### Aim of the task
Duplicate everything in the records from the line containing "You must identify where the large-blotched" down to the line containing "[189,145,499,311]", including both of those lines.

── Working data

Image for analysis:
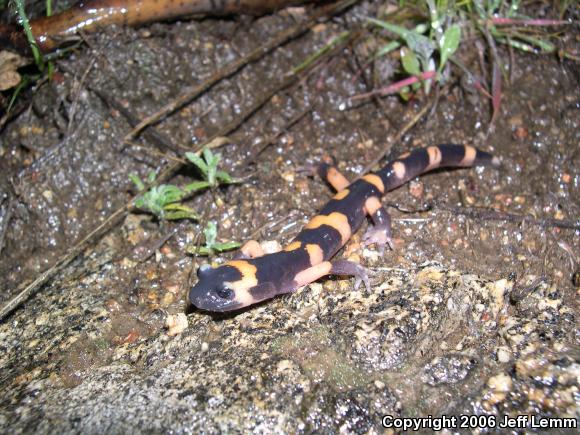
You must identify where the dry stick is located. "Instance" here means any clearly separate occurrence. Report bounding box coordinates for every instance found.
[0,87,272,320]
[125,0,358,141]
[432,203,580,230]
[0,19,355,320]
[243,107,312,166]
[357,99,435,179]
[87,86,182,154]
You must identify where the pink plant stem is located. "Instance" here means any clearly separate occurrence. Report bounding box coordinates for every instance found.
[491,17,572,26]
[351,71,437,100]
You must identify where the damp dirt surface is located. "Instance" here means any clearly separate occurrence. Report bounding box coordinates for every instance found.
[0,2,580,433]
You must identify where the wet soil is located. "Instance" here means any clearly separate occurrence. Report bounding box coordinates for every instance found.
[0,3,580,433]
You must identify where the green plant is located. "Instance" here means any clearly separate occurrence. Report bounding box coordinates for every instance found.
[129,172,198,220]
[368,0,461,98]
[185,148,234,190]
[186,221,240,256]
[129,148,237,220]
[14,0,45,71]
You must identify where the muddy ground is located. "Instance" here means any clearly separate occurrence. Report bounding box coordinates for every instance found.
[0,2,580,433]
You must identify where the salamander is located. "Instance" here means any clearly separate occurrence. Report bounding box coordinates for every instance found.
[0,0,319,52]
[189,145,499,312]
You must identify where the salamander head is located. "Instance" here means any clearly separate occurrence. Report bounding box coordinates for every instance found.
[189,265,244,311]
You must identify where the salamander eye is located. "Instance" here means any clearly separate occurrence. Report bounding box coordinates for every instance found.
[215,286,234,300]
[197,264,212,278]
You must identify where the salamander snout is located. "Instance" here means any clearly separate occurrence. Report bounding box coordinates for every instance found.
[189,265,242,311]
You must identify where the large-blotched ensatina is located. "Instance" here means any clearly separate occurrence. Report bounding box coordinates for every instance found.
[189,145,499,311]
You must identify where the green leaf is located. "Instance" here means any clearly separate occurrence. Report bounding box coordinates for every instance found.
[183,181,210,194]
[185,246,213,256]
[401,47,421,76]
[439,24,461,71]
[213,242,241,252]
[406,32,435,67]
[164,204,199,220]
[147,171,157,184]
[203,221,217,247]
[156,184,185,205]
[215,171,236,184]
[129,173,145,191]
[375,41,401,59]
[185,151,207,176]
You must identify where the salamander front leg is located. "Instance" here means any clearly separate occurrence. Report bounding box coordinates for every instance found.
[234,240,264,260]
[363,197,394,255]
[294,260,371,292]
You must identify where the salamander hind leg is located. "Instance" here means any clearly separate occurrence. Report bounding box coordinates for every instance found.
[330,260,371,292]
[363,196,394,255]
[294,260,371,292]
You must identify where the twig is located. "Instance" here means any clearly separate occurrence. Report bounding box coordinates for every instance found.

────
── Working data

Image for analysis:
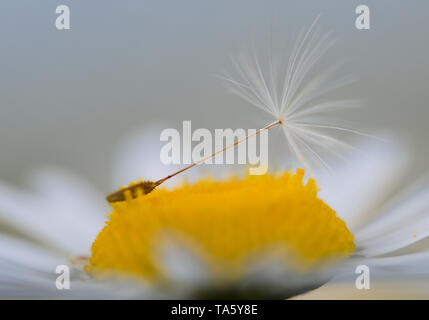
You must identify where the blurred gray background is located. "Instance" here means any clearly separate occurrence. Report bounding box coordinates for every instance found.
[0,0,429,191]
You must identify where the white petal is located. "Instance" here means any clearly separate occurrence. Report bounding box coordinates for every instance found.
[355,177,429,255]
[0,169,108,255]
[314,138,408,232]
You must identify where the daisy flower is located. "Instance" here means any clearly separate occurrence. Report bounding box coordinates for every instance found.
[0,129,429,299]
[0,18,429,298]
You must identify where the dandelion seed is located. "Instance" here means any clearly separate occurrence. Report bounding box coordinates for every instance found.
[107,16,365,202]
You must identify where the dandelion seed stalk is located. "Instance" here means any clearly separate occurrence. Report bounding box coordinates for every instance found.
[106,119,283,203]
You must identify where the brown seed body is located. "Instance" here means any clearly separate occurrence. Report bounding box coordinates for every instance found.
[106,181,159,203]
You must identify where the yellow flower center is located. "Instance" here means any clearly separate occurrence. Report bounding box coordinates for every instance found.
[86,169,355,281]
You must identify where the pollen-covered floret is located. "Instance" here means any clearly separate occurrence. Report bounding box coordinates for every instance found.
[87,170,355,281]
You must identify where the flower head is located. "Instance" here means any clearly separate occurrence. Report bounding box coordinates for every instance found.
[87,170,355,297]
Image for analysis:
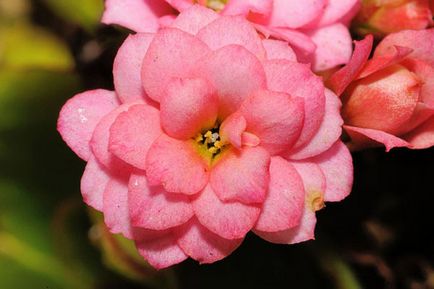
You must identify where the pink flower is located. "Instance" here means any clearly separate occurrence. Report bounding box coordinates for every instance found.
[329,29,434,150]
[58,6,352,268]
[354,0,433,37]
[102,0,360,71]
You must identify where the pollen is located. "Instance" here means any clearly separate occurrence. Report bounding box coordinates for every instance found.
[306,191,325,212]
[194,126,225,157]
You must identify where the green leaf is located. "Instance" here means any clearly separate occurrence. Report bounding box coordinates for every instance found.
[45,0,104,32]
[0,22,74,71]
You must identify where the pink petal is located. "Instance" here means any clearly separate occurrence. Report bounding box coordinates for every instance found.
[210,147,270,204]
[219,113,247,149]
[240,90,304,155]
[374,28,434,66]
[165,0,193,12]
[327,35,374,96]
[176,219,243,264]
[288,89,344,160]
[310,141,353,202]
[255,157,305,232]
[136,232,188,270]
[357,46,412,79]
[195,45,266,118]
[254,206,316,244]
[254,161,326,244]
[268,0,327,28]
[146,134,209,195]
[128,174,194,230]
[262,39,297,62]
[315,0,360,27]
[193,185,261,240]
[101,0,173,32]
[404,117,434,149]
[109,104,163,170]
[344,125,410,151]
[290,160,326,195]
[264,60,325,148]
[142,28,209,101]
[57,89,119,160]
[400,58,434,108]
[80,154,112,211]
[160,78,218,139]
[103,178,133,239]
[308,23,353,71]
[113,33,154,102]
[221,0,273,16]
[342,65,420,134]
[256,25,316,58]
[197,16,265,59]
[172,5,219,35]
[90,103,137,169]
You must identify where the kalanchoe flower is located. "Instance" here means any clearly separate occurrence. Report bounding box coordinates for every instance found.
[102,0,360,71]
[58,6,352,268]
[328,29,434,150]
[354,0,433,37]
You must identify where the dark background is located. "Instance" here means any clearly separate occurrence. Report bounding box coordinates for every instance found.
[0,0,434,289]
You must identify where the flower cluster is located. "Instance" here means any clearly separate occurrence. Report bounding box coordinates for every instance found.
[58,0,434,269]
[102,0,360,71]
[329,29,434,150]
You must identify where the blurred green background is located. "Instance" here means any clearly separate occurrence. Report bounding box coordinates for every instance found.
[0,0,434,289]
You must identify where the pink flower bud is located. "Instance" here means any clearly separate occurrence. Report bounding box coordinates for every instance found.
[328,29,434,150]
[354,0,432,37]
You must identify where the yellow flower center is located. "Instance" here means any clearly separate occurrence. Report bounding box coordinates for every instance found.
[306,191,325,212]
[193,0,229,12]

────
── Working data

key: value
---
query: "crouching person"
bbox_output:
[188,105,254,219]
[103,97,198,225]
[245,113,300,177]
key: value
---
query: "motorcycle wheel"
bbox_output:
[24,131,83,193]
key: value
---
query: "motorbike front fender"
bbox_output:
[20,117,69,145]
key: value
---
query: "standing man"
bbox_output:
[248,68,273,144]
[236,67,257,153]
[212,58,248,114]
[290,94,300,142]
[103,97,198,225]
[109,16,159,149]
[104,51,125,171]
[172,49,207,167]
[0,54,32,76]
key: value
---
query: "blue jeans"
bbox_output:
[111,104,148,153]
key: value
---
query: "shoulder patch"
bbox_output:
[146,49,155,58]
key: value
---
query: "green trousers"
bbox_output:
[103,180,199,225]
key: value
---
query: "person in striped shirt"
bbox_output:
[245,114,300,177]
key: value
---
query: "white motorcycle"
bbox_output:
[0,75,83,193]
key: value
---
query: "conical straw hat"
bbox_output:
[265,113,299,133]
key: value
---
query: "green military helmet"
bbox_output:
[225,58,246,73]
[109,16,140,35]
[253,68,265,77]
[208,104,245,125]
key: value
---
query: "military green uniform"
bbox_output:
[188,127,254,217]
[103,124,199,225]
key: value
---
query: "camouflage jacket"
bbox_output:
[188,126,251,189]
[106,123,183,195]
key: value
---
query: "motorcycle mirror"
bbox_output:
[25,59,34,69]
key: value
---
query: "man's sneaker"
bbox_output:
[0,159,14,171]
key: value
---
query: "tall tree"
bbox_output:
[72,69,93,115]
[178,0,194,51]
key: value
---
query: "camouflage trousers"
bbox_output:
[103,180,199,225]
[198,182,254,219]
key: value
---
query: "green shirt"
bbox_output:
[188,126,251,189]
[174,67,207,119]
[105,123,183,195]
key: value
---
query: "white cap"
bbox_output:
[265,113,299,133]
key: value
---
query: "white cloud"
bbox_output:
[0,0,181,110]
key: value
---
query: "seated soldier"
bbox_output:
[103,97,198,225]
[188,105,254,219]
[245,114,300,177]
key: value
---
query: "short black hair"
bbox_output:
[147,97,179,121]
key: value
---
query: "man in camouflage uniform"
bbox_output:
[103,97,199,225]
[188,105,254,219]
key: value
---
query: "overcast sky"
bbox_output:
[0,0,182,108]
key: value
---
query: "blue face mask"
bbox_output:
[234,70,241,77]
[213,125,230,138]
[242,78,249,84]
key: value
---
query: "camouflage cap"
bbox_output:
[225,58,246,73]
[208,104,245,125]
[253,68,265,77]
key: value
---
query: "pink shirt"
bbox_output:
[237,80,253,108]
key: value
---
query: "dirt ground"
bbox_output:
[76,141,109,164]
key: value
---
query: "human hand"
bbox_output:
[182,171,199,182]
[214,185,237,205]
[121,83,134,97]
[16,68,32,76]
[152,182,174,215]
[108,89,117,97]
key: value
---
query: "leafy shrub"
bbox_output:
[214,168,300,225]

────

### Solution for this exercise
You must identify where the large-blotched ensatina is located. "Instance" here means any clearly separate occurrence. Report bounding box coordinates for every instance found.
[189,145,499,311]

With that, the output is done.